▶ **Task description**: Could you reproduce, exactly and alone, the lines running from the one with "Query: man's neck" to the end of the data below?

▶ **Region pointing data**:
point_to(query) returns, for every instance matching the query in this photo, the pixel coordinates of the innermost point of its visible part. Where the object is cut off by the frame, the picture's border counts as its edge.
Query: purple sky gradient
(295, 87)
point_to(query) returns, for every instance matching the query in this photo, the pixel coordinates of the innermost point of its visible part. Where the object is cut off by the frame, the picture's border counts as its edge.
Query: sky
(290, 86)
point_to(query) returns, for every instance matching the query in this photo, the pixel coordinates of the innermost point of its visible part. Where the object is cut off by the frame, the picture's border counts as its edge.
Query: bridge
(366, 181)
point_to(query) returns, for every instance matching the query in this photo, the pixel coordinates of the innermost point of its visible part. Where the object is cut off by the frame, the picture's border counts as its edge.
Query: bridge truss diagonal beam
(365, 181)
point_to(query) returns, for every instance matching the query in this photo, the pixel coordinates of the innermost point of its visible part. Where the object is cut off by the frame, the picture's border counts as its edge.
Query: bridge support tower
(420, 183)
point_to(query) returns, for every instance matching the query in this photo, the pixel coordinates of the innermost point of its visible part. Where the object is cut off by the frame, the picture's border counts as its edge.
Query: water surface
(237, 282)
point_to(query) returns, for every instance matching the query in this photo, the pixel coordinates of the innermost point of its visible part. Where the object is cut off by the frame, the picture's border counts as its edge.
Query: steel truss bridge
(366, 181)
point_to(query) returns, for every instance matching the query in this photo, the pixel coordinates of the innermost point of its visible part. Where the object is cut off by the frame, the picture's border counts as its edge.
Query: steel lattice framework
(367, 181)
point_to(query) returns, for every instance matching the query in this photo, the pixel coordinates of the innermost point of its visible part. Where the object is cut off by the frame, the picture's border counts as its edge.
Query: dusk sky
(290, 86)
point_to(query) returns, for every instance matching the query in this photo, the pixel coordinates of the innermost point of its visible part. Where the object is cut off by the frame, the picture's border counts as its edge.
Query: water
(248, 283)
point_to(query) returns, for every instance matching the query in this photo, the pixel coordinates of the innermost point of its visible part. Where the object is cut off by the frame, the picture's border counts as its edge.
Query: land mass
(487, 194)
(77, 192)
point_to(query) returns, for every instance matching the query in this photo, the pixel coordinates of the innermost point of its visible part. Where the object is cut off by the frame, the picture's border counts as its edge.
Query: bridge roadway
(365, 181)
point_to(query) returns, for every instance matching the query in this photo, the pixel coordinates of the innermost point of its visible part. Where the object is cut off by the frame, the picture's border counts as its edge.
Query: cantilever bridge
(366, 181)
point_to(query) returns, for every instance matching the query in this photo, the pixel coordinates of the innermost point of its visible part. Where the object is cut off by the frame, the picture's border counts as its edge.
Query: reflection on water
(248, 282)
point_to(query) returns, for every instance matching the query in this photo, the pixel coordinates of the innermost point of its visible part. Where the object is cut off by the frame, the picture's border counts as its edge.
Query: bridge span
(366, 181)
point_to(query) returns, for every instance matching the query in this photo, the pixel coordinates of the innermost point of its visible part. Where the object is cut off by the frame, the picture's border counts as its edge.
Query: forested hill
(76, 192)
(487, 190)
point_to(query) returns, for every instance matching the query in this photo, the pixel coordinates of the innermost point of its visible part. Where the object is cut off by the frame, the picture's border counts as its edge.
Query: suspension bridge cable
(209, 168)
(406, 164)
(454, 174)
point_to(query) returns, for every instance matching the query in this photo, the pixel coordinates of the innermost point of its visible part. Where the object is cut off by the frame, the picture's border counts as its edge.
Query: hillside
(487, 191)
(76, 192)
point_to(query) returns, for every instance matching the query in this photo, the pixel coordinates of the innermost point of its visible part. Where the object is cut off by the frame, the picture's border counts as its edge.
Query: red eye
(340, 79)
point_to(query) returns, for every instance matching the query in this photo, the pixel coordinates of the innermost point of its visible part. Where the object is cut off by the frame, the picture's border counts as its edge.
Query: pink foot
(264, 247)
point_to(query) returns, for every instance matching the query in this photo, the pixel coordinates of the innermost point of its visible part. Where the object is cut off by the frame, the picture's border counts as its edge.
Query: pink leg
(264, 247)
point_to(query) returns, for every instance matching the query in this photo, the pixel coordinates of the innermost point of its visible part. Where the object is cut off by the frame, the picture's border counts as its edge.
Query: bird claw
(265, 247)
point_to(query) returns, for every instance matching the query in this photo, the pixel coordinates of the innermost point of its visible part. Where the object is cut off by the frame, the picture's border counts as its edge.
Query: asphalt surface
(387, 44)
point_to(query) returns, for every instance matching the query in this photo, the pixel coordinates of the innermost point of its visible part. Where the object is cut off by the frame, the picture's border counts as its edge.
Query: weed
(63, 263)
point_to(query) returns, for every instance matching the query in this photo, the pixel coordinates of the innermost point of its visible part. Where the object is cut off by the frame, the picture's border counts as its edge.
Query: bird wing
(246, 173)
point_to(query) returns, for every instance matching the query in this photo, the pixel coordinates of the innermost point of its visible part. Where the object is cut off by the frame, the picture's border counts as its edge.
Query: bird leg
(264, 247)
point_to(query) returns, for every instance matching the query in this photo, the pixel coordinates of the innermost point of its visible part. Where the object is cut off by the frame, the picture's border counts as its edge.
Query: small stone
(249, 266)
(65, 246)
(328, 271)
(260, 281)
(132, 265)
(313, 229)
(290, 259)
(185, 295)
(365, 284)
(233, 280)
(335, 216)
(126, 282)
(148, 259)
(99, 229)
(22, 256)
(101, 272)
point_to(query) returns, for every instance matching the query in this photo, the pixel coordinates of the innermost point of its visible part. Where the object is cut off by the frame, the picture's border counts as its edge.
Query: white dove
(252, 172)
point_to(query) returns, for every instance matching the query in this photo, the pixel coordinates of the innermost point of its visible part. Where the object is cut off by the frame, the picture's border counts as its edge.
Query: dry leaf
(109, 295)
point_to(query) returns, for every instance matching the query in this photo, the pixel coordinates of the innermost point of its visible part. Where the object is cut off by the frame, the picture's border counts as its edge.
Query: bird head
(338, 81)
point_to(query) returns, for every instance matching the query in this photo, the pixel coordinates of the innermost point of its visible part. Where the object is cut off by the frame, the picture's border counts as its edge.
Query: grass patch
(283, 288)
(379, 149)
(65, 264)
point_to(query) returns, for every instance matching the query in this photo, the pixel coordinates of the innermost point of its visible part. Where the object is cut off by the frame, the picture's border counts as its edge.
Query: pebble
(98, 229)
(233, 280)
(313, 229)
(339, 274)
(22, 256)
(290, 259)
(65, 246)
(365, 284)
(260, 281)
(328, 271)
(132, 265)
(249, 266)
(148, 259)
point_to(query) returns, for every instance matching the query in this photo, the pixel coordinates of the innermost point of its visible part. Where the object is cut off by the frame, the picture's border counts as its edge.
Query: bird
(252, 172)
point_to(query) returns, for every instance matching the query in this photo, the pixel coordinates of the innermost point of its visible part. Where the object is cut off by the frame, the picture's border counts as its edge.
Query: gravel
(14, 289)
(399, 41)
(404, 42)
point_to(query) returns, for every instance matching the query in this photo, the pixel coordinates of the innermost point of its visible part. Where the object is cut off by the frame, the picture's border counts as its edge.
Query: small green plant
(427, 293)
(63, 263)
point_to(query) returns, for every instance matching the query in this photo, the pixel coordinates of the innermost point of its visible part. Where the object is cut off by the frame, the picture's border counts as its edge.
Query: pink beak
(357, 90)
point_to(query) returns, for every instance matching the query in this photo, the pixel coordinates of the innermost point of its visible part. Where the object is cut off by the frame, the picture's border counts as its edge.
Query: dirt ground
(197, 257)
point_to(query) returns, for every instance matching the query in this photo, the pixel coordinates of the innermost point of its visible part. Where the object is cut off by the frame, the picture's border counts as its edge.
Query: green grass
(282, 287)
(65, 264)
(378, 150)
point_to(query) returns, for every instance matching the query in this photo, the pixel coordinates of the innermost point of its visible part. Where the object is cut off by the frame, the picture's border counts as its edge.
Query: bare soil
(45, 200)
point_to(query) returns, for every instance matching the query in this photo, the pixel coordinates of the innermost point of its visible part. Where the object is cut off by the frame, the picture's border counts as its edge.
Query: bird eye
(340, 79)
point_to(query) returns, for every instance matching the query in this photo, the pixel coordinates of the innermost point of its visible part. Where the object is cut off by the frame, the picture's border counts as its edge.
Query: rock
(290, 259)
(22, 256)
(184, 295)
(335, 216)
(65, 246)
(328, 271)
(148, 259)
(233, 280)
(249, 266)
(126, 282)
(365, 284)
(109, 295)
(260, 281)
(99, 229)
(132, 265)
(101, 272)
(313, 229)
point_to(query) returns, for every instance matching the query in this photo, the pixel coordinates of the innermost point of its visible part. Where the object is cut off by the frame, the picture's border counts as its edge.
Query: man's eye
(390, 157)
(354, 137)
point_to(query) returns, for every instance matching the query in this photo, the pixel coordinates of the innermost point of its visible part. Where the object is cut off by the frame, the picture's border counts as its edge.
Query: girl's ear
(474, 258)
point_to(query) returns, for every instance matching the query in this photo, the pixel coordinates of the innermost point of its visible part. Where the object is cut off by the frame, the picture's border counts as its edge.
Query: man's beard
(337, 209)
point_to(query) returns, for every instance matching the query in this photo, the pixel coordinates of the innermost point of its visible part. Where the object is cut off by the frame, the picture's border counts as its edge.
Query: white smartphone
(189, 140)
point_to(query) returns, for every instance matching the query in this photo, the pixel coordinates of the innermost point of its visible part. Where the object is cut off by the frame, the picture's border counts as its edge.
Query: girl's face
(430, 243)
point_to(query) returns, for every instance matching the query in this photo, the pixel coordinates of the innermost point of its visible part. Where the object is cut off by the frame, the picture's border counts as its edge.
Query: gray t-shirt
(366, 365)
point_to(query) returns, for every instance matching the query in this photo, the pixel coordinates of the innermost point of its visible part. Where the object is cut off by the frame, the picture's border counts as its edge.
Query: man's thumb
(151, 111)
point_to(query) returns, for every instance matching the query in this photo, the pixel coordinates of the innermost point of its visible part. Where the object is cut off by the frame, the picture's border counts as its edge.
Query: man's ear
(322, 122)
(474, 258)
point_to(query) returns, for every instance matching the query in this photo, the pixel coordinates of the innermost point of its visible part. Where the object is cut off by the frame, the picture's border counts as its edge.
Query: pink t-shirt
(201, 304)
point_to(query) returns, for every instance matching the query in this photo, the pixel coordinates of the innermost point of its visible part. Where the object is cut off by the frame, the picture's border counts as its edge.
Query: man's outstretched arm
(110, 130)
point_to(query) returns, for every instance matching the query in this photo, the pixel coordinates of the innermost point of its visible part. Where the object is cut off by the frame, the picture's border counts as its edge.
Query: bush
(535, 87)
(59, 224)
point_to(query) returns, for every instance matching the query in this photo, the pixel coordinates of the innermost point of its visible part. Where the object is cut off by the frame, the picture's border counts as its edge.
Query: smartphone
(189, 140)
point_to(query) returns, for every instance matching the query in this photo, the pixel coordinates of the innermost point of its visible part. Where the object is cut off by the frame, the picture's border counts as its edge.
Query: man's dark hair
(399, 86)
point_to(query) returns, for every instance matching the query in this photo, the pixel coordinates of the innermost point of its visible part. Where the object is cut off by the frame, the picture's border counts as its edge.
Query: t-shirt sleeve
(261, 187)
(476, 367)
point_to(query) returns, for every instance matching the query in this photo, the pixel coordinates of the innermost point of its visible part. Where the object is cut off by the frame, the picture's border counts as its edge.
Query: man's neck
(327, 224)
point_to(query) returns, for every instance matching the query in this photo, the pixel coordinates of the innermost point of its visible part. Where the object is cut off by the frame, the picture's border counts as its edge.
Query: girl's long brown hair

▶ **Solution to the exercise**:
Query: man's neck
(327, 224)
point_to(query) returns, for every instance matching the query in this photo, the pixel coordinates of the innermost point of its visible part. Where the object is cut off by the frame, the picture's border counts as its edge.
Query: girl's long brown hair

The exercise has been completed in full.